-------- The data --------

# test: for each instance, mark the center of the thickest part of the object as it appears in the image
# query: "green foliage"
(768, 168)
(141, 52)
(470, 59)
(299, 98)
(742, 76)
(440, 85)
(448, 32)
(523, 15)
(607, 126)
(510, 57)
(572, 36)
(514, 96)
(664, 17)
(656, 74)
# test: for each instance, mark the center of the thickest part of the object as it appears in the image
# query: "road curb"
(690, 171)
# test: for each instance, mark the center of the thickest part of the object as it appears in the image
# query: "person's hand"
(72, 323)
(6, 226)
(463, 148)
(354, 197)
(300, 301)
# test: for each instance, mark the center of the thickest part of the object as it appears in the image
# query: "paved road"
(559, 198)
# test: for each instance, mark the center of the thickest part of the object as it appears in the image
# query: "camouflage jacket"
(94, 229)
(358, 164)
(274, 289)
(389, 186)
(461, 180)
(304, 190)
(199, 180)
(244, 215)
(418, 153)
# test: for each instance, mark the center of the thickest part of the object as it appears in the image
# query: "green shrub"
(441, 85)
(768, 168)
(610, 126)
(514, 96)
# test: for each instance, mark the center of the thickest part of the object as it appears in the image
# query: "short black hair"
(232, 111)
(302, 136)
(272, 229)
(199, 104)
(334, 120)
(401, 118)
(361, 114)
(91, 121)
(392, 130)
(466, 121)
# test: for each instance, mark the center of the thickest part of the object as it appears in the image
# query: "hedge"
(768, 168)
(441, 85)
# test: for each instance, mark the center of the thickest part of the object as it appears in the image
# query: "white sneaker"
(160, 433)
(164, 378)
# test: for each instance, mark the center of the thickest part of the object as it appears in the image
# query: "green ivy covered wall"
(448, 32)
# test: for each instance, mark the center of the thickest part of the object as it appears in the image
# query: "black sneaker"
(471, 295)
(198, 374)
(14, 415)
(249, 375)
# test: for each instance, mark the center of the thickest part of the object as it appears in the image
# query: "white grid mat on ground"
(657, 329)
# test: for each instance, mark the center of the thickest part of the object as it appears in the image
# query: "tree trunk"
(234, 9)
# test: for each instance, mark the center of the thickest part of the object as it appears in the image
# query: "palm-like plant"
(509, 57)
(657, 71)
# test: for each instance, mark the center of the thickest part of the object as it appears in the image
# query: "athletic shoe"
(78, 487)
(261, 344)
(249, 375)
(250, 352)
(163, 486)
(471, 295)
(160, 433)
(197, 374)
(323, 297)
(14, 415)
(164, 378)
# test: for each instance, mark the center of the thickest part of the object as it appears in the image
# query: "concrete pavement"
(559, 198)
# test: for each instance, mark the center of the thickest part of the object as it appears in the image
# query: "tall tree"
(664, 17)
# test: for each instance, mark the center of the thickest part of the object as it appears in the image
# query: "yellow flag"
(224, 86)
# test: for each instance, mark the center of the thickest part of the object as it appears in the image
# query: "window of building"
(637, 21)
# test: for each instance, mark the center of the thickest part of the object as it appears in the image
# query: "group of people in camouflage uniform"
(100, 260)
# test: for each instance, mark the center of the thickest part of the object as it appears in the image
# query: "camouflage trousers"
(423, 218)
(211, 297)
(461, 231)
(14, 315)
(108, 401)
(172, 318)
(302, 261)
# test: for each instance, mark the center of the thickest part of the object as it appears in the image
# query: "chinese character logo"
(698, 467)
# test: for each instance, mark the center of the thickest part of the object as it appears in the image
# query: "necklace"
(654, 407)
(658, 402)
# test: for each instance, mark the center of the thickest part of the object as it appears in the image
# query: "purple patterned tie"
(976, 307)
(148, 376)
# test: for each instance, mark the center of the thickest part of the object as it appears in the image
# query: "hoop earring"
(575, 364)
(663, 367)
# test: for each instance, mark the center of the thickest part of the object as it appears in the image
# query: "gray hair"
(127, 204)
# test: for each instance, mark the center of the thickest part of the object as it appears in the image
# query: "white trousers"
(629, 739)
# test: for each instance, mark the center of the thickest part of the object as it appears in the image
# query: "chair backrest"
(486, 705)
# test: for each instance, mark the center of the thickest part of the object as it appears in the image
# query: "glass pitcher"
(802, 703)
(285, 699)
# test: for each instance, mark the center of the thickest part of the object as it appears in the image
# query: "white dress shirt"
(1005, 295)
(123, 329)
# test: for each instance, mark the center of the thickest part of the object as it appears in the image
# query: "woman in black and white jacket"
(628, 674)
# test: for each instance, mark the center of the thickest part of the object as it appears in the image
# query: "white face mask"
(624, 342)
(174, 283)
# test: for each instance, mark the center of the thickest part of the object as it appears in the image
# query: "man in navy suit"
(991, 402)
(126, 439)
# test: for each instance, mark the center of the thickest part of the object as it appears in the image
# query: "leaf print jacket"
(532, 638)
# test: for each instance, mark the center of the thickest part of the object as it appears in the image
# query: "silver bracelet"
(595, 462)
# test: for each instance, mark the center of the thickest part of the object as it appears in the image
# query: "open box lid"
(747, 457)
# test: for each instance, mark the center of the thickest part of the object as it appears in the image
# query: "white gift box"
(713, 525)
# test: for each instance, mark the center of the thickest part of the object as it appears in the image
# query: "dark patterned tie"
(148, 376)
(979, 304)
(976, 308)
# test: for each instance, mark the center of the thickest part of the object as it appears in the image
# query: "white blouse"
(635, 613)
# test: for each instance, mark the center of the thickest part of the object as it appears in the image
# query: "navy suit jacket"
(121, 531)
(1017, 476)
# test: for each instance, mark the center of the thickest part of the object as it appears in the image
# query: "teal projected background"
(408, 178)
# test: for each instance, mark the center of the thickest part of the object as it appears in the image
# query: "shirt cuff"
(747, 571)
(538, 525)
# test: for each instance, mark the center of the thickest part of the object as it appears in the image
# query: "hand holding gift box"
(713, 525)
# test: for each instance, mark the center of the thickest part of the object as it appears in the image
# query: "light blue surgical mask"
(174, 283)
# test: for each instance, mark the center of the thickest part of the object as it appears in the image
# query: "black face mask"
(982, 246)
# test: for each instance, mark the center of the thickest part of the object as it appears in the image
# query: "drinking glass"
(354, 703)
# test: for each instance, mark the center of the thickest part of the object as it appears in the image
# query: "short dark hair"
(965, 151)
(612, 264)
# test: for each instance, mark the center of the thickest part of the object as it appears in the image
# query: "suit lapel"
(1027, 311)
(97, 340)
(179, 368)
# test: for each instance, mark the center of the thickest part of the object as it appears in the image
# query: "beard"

--------

What is expected: Give again each line of the listing above, keeping every word the same.

Task result:
# test: for each instance, mark the center of the thickest part of the object as it appears in the image
# query: "green foliage"
(768, 168)
(141, 52)
(470, 59)
(299, 98)
(742, 76)
(440, 85)
(448, 32)
(523, 15)
(607, 126)
(510, 57)
(572, 36)
(514, 96)
(664, 17)
(656, 74)
# test: for each instance, mark the center of the thickest part of the object as it appears in the image
# query: "road curb"
(690, 171)
# test: for each instance, mark the center of the thickest part of the object as it appears in the image
# query: "person's hand"
(72, 323)
(6, 226)
(463, 148)
(354, 197)
(300, 301)
# test: for each instance, mark the center of the thickest part of the object as it appears in the image
# query: "paved road"
(559, 198)
# test: for each instance, mark the center of the thickest part of the object as it appears in the image
# query: "camouflage jacket"
(94, 229)
(358, 164)
(274, 289)
(389, 186)
(461, 180)
(304, 190)
(199, 180)
(244, 215)
(418, 153)
# test: for each instance, mark the center of the thickest part of the object as it appears in the image
# query: "green shrub"
(441, 85)
(768, 168)
(610, 126)
(514, 96)
# test: for each instance, mark the center of the thickest part of the object as it appears in the image
# query: "short black hair"
(232, 111)
(302, 136)
(272, 229)
(199, 104)
(334, 120)
(401, 118)
(361, 114)
(91, 121)
(392, 130)
(466, 121)
# test: for each instance, mark the center of the thickest part of the object as it appears in the image
# query: "hedge"
(768, 168)
(441, 85)
# test: for each instance, mark the center of the thickest part of the object as it appears in the image
# query: "white sneaker"
(160, 433)
(164, 378)
# test: for each instance, mark the center of the thickest part of the object as it appears in the image
# query: "green ivy covered wall"
(448, 32)
# test: for each instance, mark the center of the thickest part of the object as it appears in the image
# query: "black sneaker"
(471, 295)
(198, 374)
(14, 415)
(249, 375)
# test: for each instance, mark the center of the thickest part of the object as it appears in the image
# query: "white grid mat on ground"
(657, 329)
# test: for each instance, mark the center of the thickest part of the object as it appears in the image
# query: "tree trunk"
(234, 9)
# test: for each instance, mark the center of the thickest part of the object as it appears in the image
# query: "palm-like plant"
(509, 57)
(657, 71)
# test: for each instance, mark the center of the thickest part of the object as it appears in the image
# query: "athletic shoe"
(78, 487)
(261, 344)
(249, 375)
(250, 352)
(163, 486)
(471, 295)
(160, 433)
(197, 374)
(323, 297)
(14, 415)
(164, 378)
# test: for each instance, mark the center of the thickest part of the object as it appears in the image
# query: "concrete pavement"
(559, 198)
# test: for each instance, mark the center of the thickest part of the object as it appears in the image
# query: "tall tree"
(664, 17)
# test: for each instance, mark the center of the thickest part of the object as it appears in the image
# query: "yellow flag"
(224, 86)
# test: for each instance, mark the center of the thickest part of the object as it appears in the image
# query: "window of building"
(637, 21)
# test: for each instance, mark the center of the thickest part of the object as it appears in the image
# query: "group of people in camouflage uniform"
(100, 260)
# test: for each instance, mark the center of the thickest part of the object as it appears in the image
# query: "camouflage trousers"
(423, 218)
(211, 297)
(461, 231)
(14, 315)
(108, 401)
(172, 318)
(302, 261)
# test: for each instance, mark the center of the thickest part of the object as it appears in the image
# query: "chinese character logo"
(698, 467)
# test: for each instance, mark the center of the thickest part of the object as it appears in the image
# query: "necklace"
(654, 407)
(658, 402)
# test: for each instance, mark the center of the thickest part of the object as it appears in the image
# query: "purple patterned tie"
(976, 307)
(148, 376)
# test: for each instance, mark the center of the thickest part of the object as it appears in the image
# query: "hoop earring"
(575, 364)
(663, 367)
# test: for each instance, mark the center of the thickest part of the object as it appears in the image
# query: "gray hair"
(127, 204)
# test: for each instance, mark the center of the thickest part of the object as it appears in the image
# query: "white trousers"
(629, 739)
# test: for each instance, mark the center of the thickest part of the object as it appears in the image
# query: "chair backrest"
(486, 705)
# test: for each instance, mark the center of the thickest part of the object as it appears in the image
# query: "glass pitcher"
(802, 703)
(285, 699)
# test: for each instance, mark the center of the thickest part of the object as it appears in the image
# query: "white dress shirt"
(1005, 295)
(123, 329)
# test: for each instance, mark the center of the thickest part of the object as it appears in the image
# query: "woman in black and white jacket"
(628, 674)
# test: for each instance, mark the center of the thickest part of the object as it appears in the image
# query: "white face mask"
(624, 342)
(174, 283)
# test: for each instance, mark the center of the thickest part of the object as it appears in the image
# query: "man in navy suit"
(991, 402)
(126, 439)
# test: for each instance, mark the center of the thickest part of the object as it appears in the image
# query: "leaf print jacket"
(532, 638)
# test: for each instance, mark the center of the thickest part of the object as it appears in the image
# query: "silver bracelet"
(595, 462)
# test: for each instance, mark the center of the thickest part of the object as it appears in the image
# query: "open box lid"
(747, 457)
# test: for each instance, mark the center of the thickest part of the object as it appears in the image
# query: "white gift box"
(713, 525)
# test: for each instance, mark the center of the thickest part of the object as it appears in the image
# query: "dark patterned tie"
(148, 376)
(979, 304)
(976, 308)
# test: for each instance, mark the center of the thickest part of the object as it appears in the image
# query: "white blouse"
(635, 613)
# test: for each instance, mark the center of the thickest part of the object as it appears in the image
# query: "navy suit jacket"
(121, 531)
(1017, 476)
# test: for each instance, mark the center of the thickest part of the object as it appears in the image
# query: "teal projected background"
(408, 178)
# test: for each instance, mark the center of the thickest part of the object as it appears in the image
# query: "shirt cuff"
(747, 571)
(538, 525)
# test: for each instance, mark the center of the thickest part of the object as it appears in the image
# query: "hand holding gift box"
(713, 525)
# test: for each instance, mark the center of the thickest part of the object as it appears in the image
# query: "light blue surgical mask"
(174, 283)
# test: for each instance, mark the center of the thickest part of the object as it appears in the image
# query: "black face mask"
(982, 246)
# test: for each instance, mark the center of the thickest part of the object as it appears in the image
# query: "drinking glass"
(354, 703)
# test: for each instance, mark the center of the thickest part of the object as it appears in the image
# query: "short dark hair"
(965, 151)
(612, 264)
# test: for each instance, mark the center of the thickest part of the object as it appears in the image
# query: "suit lapel"
(1027, 311)
(97, 340)
(179, 368)
# test: for each instance, mark the center of the thickest part of the object as it appears in the image
# query: "beard"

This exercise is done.